任务目标 1 —
请把下方记录中从含有“brown hair, one point per instance.”的那一行开始、到含有“[[909, 292]]”的那一行结束的各行整理成 JSON 字符串列表，首尾两行都算在内，每行对应一个字符串，空行略去。

原始文档 —
+---+
LeetCode #731 My Calendar II 我的日程安排表 II

731 My Calendar II 我的日程安排表 II

Description:
You are implementing a program to use as your calendar. We can add a new event if adding the event will not cause a triple booking.

A triple booking happens when three events have some non-empty intersection (i.e., some moment is common to all the three events.).

The event can be represented as a pair of integers start and end that represents a booking on the half-open interval [start, end), the range of real numbers x such that start <= x < end.

Implement the MyCalendarTwo class:

MyCalendarTwo() Initializes the calendar object.
boolean book(int start, int end) Returns true if the event can be added to the calendar successfully without causing a triple booking. Otherwise, return false and do not add the event to the calendar.

Example:

Example 1:

Input
["MyCalendarTwo", "book", "book", "book", "book", "book", "book"]
[[], [10, 20], [50, 60], [10, 40], [5, 15], [5, 10], [25, 55]]
Output
[null, true, true, true, false, true, true]

Explanation

MyCalendarTwo myCalendarTwo = new MyCalendarTwo();
myCalendarTwo.book(10, 20); // return True, The event can be booked. 
myCalendarTwo.book(50, 60); // return True, The event can be booked. 
myCalendarTwo.book(10, 40); // return True, The event can be double booked. 
myCalendarTwo.book(5, 15);  // return False, The event ca not be booked, because it would result in a triple booking.
myCalendarTwo.book(5, 10); // return True, The event can be booked, as it does not use time 10 which is already double booked.
myCalendarTwo.book(25, 55); // return True, The event can be booked, as the time in [25, 40) will be double booked with the third event, the time [40, 50) will be single booked, and the time [50, 55) will be double booked with the second event.

Constraints:

0 <= start < end <= 10^9
At most 1000 calls will be made to book.

题目描述:
实现一个 MyCalendar 类来存放你的日程安排。如果要添加的时间内不会导致三重预订时，则可以存储这个新的日程安排。

MyCalendar 有一个 book(int start, int end)方法。它意味着在 start 到 end 时间内增加一个日程安排，注意，这里的时间是半开区间，即 [start, end), 实数 x 的范围为， start <= x < end。

当三个日程安排有一些时间上的交叉时（例如三个日程安排都在同一时间内），就会产生三重预订。
+---+
已存条目 —
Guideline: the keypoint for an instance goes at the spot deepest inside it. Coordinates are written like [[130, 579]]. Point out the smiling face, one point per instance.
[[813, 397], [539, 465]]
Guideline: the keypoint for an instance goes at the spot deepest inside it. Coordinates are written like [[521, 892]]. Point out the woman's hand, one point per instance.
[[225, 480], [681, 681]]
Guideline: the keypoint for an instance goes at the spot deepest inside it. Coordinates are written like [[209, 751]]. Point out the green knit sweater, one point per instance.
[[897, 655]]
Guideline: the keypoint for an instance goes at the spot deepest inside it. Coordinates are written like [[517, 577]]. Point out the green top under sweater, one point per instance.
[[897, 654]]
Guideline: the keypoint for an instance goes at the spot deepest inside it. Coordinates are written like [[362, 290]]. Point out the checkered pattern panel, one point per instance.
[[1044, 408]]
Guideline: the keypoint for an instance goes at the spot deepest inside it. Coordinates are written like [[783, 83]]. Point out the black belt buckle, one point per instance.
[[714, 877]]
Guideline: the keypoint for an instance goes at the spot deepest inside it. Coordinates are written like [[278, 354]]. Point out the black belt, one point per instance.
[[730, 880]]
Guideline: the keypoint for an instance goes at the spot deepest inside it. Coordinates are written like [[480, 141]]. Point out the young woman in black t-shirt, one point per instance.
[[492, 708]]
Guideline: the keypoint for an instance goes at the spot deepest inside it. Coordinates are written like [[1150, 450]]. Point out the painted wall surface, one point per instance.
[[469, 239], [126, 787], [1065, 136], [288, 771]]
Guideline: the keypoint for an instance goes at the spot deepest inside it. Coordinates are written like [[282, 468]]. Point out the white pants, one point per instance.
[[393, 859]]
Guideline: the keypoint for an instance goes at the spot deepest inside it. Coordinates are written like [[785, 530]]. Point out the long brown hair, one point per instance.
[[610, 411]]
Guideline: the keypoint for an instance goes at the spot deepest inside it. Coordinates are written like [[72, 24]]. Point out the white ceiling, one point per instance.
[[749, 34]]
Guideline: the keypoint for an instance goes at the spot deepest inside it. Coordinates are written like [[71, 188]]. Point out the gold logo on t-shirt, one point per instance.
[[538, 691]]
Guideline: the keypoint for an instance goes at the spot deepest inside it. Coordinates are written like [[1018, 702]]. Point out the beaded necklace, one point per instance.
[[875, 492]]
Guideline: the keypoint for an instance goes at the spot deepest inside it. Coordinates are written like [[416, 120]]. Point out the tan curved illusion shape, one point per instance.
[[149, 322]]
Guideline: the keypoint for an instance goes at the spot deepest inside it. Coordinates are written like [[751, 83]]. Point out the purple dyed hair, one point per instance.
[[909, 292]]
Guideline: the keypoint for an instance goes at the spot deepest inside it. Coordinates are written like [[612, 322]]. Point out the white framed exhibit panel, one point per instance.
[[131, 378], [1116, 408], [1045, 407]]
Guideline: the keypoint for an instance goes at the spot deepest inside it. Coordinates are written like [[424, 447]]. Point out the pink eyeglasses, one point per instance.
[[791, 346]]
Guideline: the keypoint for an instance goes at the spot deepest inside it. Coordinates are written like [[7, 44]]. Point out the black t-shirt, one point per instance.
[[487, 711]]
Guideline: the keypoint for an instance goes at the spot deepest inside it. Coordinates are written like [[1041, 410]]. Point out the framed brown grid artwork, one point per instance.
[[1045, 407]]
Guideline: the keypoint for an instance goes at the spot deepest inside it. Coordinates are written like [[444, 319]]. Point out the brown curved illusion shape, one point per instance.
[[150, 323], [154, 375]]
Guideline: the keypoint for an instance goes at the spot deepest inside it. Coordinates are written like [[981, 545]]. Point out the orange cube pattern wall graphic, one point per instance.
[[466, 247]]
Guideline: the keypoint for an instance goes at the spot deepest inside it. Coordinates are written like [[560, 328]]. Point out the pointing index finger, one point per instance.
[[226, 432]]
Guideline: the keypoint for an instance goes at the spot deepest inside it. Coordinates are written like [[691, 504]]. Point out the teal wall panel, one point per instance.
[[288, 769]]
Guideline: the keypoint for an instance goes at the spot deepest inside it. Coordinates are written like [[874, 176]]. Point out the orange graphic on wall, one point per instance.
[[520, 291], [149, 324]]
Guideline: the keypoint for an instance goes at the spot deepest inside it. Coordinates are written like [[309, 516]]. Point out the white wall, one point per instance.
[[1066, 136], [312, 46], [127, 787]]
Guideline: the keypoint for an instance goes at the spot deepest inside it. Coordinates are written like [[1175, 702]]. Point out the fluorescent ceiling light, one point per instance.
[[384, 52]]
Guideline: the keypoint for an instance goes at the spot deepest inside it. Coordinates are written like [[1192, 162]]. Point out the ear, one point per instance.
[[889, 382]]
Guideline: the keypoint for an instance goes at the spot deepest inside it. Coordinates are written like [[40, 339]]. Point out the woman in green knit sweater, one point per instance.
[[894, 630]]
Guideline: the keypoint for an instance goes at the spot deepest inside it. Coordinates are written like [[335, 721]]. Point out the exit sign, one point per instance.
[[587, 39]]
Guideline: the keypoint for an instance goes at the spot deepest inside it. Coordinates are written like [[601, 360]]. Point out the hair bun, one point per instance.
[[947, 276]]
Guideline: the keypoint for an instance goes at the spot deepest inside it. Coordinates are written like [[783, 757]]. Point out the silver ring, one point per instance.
+---+
任务目标 2 —
按上方日程安排题目的约束，book 方法最多会被调用多少次？

完整答案 1 —
[
  "Guideline: the keypoint for an instance goes at the spot deepest inside it. Coordinates are written like [[785, 530]]. Point out the long brown hair, one point per instance.",
  "[[610, 411]]",
  "Guideline: the keypoint for an instance goes at the spot deepest inside it. Coordinates are written like [[72, 24]]. Point out the white ceiling, one point per instance.",
  "[[749, 34]]",
  "Guideline: the keypoint for an instance goes at the spot deepest inside it. Coordinates are written like [[71, 188]]. Point out the gold logo on t-shirt, one point per instance.",
  "[[538, 691]]",
  "Guideline: the keypoint for an instance goes at the spot deepest inside it. Coordinates are written like [[1018, 702]]. Point out the beaded necklace, one point per instance.",
  "[[875, 492]]",
  "Guideline: the keypoint for an instance goes at the spot deepest inside it. Coordinates are written like [[416, 120]]. Point out the tan curved illusion shape, one point per instance.",
  "[[149, 322]]",
  "Guideline: the keypoint for an instance goes at the spot deepest inside it. Coordinates are written like [[751, 83]]. Point out the purple dyed hair, one point per instance.",
  "[[909, 292]]"
]

完整答案 2 —
最多 1000 次。